> GIVEN PASSAGE
AlecEdworthy commented 9 years ago

Thanks for the reassurance @popcornmix. Not too worried about the SD card but I was starting to wonder if the repeated warm restarts (and the less frequent cold power ons) might take their toll on the Pi from a sort of maximum actuations (power-up, power-down, power-up, power-down...) point of view (thinking of it like a switch). Again I'm guessing it's rated in a hundreds of thousands if not millions of cycles before any real chance of failure.

Am I right in thinking that I've got about as far as I can with the testing for now @popcornmix?

> OBJECTIVE A
Collect every line of the records that contains the word "flower".

> MATERIAL FOR THIS EXERCISE
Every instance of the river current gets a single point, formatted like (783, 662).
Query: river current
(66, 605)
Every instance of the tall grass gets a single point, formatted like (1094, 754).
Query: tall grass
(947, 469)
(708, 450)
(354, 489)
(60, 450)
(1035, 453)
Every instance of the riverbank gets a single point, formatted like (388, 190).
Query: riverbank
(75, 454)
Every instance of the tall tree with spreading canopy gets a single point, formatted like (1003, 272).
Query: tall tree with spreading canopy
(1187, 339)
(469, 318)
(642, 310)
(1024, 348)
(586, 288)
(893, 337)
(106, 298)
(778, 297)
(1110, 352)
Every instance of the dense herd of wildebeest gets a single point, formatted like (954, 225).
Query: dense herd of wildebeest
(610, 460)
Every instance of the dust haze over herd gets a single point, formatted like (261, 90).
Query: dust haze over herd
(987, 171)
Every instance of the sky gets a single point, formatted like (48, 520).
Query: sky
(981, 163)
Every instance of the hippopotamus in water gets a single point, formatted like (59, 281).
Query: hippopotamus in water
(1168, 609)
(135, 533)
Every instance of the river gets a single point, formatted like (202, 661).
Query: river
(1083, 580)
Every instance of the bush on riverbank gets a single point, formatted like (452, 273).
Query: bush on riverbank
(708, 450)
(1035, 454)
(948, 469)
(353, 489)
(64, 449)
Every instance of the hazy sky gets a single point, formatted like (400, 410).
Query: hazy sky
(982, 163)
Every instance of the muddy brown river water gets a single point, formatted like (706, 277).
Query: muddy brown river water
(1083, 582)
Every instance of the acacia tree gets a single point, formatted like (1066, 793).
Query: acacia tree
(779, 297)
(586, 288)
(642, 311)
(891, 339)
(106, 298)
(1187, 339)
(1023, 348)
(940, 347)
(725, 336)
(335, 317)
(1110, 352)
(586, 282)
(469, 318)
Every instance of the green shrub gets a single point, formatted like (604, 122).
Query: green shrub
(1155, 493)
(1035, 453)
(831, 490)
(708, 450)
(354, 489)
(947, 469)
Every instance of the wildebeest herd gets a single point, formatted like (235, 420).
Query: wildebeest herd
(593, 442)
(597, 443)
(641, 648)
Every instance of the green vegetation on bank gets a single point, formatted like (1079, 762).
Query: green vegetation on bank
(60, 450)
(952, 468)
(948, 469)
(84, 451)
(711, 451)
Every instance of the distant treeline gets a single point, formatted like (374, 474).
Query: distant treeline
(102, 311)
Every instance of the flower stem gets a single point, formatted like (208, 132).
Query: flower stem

> OBJECTIVE B
Carry on the forum comment above about repeated restarts of the Pi, picking up after its last sentence.

> WRITTEN ANSWER A
Every instance of the flower stem gets a single point, formatted like (208, 132).
Query: flower stem

> WRITTEN ANSWER B
On a related note, does the boot option debugging have any effect on the Pi and its running beyond enabling the break= boot options? i.e. does putting debugging in cmdline.txt (without any break= option) have a potential to affect testing beyond just allowing you to review the progress of the boot sequence? I know progress and nosplash provide that access too but I wasn't sure if it was necessary to remove debugging when trying to match normal running conditions as closely as possible? I've tended to leave it in to avoid having to put it back in each time I needed to break the boot sequence out in order to do fsck'ing etc. but perhaps I should have removed it each time along with the break= option...

A

popcornmix commented 9 years ago

@AlecEdworthy I'd still like to know if 0x1f000000 or 0x001f0000 is reliable. I suspect only one of the delays is required.

MilhouseVH commented 9 years ago

On a related note, does the boot option debugging have any effect on the Pi and its running beyond enabling the break= boot options?

It will cause debug information to be logged in journalctl and kodi.log.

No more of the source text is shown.